SELECTED EXTRACT:
---+---

This book is an excellent primer for anyone interested in plagues.  I read this to research The Gravediggers, and while it didn't teach me anything new (except exact names and dates), it does put many of my novel's themes in the same place for ease when I'm writing.

Essentially it focuses on the social, political and historical aftermath of the plague outbreaks.  I like that it groups AIDS together with the Black Death, as my novel does, and that it connects the social biases at the times as well.  My novel does that, too, but it's nice to get reinforcement of your ideas.

When the plagues hit, nobody understood them, and so many prevailed upon the bias of the time to find scapegoats.  But, really, if allowed to hate and maim, certain people will be happy to do so, regardless of the circumstances surrounding their actions.  And so:

From the chapter "Looking for Scapegoats" re: the Black Death:

"In 1213, Pope Innocent III decreed that both sexes, from age seven or eight, had to wear circular badges of yellow felt that identified them as Jews..."  The book then draws the parallel between those badges and the ones forced upon the Jews by the Nazis almost 600 years later.

---+---

SOURCE INFORMATION:
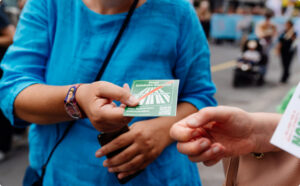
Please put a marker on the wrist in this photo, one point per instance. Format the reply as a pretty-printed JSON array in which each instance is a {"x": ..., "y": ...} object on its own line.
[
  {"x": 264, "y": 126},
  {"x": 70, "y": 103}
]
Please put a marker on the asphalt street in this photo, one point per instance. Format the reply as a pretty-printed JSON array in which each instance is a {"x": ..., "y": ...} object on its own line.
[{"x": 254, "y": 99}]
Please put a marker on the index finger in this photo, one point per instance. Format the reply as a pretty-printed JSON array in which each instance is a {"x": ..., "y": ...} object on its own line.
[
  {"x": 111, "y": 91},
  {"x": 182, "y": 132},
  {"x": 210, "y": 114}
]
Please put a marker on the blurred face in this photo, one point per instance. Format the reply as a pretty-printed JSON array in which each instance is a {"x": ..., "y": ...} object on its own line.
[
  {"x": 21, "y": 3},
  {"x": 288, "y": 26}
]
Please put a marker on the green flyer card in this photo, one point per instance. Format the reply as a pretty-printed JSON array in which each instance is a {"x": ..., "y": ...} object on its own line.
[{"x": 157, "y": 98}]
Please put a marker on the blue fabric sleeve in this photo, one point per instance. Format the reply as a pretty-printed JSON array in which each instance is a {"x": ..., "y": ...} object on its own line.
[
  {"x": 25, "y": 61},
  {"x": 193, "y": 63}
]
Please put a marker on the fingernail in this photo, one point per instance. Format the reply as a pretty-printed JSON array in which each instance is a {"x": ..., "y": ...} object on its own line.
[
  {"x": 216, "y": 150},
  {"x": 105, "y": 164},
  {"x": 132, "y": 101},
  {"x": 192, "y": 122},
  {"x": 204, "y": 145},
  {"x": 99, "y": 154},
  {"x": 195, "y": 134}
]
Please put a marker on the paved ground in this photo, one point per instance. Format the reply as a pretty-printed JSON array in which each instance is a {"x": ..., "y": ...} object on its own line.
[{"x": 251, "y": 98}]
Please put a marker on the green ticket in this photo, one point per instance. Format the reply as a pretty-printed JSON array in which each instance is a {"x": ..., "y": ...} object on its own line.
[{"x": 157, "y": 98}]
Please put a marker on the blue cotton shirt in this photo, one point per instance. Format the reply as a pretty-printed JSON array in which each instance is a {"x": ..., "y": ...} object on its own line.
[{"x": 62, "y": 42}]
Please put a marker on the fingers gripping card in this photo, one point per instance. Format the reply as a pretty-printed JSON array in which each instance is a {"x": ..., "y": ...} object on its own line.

---+---

Answer these from the plague book review:
(a) Which novel was the reviewer researching when reading the book?
(b) Which two outbreaks does the book group together?
(c) In what year did Pope Innocent III decree the yellow felt badges?

EXPECTED ANSWER:
(a) The Gravediggers
(b) AIDS and the Black Death
(c) 1213